*Description of the task*
Can you recast all of the material below as a two-column CSV headed "request" and "response", with one row per request giving its text and its answer, each in a single quoted field with line breaks turned into spaces? Leave the pictures out.

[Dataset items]
** Start **

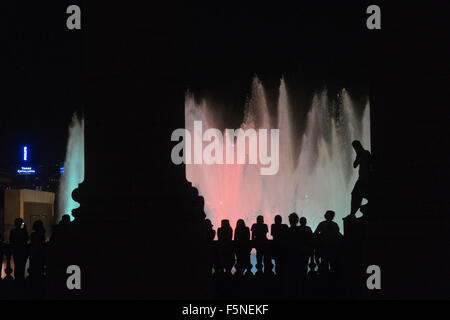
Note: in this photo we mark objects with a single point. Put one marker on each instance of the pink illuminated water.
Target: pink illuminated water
(315, 172)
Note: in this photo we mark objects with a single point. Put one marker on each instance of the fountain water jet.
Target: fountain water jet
(73, 168)
(315, 173)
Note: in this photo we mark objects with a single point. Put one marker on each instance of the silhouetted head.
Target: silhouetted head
(303, 221)
(356, 144)
(38, 226)
(278, 219)
(329, 215)
(18, 222)
(293, 219)
(225, 223)
(65, 219)
(240, 224)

** End **

*Answer below*
request,response
"Note: in this photo we mark objects with a single point. Put one marker on each instance of the pink illuminated water. Target: pink illuminated water","(315, 172)"
"Note: in this photo we mark objects with a single point. Put one marker on each instance of the fountain water jet. Target: fountain water jet","(73, 168) (315, 173)"
"Note: in this photo we mark objects with a single point. Put one marker on each instance of the silhouetted head. Target: silhouetted head","(303, 221) (356, 144) (38, 226) (278, 219) (329, 215) (18, 222) (293, 219) (225, 223) (65, 219) (240, 224)"